• [OBJECTIVE]: Pull out each line of the material below that contains the string "hand" and copy those lines. Letter case matters.

— BEGIN GIVEN DATA —

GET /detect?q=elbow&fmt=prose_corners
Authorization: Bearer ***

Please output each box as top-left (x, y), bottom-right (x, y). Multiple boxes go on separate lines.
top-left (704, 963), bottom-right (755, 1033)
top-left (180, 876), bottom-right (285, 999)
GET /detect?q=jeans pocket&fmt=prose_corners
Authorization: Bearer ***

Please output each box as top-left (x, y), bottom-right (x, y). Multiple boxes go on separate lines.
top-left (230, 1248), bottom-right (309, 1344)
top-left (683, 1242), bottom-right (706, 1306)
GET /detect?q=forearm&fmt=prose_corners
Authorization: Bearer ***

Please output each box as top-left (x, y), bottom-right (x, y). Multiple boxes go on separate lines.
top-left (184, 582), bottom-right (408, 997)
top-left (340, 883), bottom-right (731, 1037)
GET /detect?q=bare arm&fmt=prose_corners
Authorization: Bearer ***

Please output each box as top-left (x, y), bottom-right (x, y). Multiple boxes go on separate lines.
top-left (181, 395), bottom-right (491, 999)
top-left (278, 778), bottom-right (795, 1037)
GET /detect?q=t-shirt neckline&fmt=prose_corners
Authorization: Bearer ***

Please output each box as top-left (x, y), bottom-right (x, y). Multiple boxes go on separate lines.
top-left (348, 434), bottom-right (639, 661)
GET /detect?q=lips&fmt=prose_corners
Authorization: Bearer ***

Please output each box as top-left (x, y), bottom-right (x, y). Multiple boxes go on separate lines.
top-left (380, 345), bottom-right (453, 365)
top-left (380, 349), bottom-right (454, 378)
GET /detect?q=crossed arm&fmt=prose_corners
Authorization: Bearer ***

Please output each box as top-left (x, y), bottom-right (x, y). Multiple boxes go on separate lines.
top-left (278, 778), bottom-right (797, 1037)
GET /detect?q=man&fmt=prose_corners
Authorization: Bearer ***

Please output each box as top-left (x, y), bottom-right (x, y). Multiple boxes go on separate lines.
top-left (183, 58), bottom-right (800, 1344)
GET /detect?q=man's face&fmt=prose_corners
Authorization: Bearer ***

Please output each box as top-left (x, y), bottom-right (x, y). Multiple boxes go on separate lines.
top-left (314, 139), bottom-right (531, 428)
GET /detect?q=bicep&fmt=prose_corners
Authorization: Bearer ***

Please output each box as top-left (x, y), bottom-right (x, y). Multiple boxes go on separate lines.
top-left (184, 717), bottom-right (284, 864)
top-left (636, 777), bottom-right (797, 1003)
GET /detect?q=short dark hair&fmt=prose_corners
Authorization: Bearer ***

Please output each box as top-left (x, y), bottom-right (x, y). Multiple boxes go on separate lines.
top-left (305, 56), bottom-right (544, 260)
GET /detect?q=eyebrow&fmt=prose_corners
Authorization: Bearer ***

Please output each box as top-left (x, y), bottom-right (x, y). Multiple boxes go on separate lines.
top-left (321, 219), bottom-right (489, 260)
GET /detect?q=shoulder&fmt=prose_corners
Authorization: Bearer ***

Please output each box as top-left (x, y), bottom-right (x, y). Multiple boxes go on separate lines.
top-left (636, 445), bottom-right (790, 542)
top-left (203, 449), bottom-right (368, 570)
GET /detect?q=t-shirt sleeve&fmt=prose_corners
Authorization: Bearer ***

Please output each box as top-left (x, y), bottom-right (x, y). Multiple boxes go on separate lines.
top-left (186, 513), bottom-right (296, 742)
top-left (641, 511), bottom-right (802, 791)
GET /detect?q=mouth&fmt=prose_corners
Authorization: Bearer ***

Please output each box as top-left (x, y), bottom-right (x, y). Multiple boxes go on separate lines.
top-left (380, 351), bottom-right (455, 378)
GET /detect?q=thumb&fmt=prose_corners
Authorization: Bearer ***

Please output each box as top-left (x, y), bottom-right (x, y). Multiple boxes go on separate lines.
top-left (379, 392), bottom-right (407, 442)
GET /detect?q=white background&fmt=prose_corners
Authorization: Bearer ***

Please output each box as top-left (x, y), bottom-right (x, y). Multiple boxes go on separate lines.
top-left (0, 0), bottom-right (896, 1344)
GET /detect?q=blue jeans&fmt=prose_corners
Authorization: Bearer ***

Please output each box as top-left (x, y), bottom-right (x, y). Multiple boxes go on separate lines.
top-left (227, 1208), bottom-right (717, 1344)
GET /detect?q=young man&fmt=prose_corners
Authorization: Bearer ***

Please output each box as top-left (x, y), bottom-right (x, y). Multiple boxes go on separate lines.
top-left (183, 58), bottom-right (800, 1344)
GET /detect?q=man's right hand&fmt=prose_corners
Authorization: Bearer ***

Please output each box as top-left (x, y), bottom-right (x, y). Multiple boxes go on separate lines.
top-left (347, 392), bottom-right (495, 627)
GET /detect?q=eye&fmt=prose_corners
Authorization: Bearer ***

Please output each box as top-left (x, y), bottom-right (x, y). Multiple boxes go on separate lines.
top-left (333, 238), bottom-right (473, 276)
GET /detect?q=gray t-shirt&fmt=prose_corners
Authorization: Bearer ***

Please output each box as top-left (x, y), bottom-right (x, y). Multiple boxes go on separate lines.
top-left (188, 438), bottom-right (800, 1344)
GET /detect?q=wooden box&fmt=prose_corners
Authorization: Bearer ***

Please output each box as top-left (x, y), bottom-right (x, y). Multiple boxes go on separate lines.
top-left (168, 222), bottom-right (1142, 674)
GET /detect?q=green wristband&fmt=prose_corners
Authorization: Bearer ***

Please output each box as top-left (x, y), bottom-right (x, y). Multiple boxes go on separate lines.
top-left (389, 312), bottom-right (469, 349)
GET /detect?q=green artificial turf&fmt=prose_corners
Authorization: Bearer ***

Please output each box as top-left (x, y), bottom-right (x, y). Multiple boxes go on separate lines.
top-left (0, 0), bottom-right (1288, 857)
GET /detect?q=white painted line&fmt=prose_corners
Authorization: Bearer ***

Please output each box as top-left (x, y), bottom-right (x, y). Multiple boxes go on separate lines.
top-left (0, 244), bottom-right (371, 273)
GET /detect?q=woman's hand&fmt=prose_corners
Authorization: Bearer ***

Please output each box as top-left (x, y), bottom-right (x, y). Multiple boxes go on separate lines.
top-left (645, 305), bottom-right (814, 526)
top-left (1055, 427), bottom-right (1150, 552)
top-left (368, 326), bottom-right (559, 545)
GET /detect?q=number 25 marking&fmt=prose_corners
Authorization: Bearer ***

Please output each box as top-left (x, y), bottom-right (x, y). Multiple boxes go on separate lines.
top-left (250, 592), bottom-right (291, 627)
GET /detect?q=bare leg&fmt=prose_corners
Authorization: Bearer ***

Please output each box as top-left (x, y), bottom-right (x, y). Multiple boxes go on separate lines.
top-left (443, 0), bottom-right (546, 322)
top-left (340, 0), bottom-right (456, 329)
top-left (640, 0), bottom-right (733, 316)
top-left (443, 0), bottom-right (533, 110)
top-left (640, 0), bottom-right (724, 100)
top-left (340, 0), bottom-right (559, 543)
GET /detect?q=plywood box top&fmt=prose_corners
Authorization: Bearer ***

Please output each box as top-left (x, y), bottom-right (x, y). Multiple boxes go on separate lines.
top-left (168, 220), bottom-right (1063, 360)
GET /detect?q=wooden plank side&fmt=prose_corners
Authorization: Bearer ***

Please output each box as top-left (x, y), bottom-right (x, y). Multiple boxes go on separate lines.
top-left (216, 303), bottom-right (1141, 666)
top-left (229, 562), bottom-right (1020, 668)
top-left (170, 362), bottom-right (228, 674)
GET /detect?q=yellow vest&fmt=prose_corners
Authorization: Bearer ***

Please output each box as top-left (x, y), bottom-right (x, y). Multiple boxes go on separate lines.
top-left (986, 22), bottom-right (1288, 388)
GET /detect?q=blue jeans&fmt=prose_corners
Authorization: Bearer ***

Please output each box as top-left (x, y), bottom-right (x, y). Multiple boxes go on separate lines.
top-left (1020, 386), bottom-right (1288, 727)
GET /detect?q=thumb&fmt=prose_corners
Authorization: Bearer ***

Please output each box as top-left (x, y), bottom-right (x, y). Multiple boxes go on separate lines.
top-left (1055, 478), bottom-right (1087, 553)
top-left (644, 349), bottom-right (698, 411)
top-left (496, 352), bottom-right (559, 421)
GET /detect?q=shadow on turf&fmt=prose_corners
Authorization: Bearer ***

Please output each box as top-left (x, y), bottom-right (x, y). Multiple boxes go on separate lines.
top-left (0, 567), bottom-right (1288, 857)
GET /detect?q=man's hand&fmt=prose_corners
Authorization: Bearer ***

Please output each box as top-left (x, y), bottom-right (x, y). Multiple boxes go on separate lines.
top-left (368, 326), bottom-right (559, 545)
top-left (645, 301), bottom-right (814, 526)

— END GIVEN DATA —

• [SOLUTION FOR THIS PROBLEM]:
GET /detect?q=man's right hand&fmt=prose_corners
GET /detect?q=woman's hand&fmt=prose_corners
GET /detect?q=man's hand&fmt=prose_corners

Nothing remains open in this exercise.